Task requirements:
Beginning with the line that contains "balcony railing in the photograph above.", extract each line through the end of the listing below, with no additions or omissions.

⁂

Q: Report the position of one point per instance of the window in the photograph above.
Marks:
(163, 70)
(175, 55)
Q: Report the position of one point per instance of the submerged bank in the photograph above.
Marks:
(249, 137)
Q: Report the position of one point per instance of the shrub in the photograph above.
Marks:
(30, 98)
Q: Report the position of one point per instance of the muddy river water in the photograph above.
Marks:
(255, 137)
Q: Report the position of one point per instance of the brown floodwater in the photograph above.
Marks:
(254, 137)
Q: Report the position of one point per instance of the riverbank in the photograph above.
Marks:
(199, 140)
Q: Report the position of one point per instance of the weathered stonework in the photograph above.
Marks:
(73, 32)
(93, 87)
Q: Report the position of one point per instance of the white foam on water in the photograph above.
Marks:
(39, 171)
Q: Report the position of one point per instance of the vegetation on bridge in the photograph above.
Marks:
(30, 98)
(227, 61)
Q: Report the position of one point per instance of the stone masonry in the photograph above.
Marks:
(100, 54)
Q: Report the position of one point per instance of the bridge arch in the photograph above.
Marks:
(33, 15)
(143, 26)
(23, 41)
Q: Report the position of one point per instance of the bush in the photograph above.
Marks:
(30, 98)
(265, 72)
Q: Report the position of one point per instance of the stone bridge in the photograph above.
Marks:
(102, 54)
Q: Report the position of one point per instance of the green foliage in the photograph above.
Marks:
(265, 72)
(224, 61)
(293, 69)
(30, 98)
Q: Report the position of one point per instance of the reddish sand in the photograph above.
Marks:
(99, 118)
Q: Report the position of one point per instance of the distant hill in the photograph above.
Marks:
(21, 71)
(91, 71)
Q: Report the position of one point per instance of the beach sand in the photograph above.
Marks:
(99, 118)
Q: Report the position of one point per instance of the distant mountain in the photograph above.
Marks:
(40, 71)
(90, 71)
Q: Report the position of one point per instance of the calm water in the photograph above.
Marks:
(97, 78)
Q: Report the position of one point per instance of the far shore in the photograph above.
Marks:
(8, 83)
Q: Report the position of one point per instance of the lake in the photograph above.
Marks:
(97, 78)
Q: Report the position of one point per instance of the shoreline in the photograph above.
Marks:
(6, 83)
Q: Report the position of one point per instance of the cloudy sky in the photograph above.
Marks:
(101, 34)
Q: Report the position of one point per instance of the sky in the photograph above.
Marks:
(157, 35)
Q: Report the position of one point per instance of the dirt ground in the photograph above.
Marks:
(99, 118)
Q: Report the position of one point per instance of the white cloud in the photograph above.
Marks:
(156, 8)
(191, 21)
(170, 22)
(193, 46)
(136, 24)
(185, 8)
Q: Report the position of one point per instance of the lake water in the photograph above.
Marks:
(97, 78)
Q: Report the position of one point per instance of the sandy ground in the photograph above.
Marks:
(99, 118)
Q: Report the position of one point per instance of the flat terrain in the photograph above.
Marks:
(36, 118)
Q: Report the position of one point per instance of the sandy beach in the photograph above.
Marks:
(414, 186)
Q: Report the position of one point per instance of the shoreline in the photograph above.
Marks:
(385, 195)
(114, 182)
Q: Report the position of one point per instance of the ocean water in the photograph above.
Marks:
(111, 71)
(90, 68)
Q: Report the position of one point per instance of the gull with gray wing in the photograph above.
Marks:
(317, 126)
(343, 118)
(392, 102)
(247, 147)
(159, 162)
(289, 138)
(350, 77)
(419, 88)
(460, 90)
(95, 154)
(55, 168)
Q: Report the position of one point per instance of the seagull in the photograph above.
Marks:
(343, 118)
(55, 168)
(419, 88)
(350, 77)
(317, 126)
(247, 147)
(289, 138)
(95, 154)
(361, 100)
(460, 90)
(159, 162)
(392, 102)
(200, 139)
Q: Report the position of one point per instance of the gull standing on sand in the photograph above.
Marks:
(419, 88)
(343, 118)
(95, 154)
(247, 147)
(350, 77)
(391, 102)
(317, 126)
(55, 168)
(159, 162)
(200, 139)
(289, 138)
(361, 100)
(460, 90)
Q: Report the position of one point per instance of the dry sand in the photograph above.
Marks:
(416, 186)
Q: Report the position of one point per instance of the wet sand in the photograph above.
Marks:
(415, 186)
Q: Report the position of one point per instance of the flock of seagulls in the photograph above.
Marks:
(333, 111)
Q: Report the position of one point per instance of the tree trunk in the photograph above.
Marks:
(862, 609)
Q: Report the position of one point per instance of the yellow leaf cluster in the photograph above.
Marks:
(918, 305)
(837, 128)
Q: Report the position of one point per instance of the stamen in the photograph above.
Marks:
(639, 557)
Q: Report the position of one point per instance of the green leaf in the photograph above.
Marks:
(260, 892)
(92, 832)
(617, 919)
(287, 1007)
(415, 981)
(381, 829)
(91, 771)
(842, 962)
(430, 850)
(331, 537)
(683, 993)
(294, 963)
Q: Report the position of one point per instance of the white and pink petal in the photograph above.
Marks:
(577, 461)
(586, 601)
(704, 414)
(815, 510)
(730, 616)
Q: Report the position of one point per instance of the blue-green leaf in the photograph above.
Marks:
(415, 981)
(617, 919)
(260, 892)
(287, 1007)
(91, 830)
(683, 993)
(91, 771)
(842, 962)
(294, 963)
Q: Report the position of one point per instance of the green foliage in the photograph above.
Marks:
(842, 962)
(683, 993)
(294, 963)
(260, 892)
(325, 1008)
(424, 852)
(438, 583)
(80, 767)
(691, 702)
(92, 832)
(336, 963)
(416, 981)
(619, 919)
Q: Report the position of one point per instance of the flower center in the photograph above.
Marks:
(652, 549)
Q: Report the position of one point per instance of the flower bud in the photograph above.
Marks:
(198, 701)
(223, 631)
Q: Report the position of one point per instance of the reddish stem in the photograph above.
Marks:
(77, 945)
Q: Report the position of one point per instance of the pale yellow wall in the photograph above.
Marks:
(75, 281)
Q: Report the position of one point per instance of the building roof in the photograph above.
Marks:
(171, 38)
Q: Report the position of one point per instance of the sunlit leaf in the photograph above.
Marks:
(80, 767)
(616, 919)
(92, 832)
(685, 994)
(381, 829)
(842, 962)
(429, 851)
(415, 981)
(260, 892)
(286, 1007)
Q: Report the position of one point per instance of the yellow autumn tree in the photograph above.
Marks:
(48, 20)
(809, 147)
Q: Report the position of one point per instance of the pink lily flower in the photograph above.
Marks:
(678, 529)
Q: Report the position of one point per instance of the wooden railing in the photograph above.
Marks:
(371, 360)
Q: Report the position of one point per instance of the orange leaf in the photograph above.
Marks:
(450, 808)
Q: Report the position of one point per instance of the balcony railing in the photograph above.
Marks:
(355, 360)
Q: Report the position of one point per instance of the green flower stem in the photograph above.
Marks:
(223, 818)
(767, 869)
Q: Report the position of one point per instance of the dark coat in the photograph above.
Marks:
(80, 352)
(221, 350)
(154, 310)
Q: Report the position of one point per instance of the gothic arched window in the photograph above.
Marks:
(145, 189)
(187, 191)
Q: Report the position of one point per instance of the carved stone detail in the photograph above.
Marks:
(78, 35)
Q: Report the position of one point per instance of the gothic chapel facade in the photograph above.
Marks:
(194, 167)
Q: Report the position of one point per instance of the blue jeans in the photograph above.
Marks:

⁂

Problem solution:
Q: Report the position of one point per instance of the balcony railing in the photograph above.
Marks:
(355, 360)
Q: Report the position of one point per instance of the green flower stem in the photograph above.
Marks:
(223, 818)
(767, 869)
Q: Report the position of one point per instance of the dark coat in the photograph above.
Marks:
(80, 352)
(221, 350)
(154, 310)
Q: Report the position of one point per instance of the gothic arched window in the photograph above.
Marks:
(145, 189)
(187, 191)
Q: Report the position of one point per instance of the carved stone detail in the photograph above.
Marks:
(78, 35)
Q: Report the position of one point per instance of the gothic chapel facade in the photograph above.
Marks:
(194, 167)
Q: Report the position of one point per instance of the blue jeans in the photograph above.
Marks:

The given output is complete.